*Exercise objective:*
Pull out every line of the records that contains the word "Below", matching its case exactly.

[Some records]
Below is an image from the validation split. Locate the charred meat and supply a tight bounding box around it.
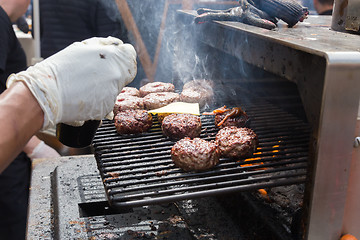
[119,87,140,97]
[215,127,259,158]
[171,138,220,171]
[114,110,152,134]
[143,92,180,110]
[113,94,144,115]
[139,82,175,97]
[204,106,249,128]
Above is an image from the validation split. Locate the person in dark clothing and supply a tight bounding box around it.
[0,0,59,240]
[313,0,334,15]
[40,0,129,58]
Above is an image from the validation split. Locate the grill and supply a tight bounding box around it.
[93,87,309,208]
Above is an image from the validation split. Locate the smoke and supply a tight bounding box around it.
[110,0,242,89]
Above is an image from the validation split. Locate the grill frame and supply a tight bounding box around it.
[93,94,310,208]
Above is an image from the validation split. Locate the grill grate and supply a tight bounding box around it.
[93,97,309,208]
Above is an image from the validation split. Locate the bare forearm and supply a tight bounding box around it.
[0,82,44,172]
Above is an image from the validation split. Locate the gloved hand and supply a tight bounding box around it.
[195,0,309,29]
[7,37,137,129]
[27,141,60,160]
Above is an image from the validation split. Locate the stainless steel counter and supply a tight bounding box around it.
[178,11,360,240]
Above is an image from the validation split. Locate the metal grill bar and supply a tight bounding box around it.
[93,101,309,208]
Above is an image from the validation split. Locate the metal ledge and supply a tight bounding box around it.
[177,11,360,240]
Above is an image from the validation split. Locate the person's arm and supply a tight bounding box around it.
[23,136,60,160]
[0,82,44,173]
[0,37,137,173]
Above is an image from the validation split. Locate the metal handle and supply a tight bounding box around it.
[354,137,360,148]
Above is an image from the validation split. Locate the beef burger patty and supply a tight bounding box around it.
[171,137,220,171]
[114,110,152,134]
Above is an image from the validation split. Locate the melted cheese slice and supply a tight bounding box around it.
[149,102,200,115]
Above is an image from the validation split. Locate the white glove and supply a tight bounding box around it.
[7,37,137,129]
[27,141,60,160]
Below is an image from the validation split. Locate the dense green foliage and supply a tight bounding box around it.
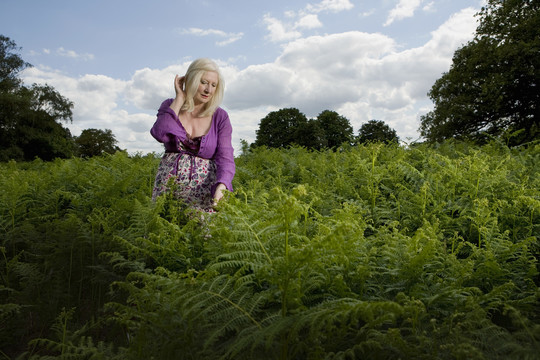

*Exercise output:*
Below is an image from the validation split. Locate the charred meat and supply a tight bounding box around it.
Below is an image from the validation split. Locate the dense green foliage and supply a tight bounding box around it.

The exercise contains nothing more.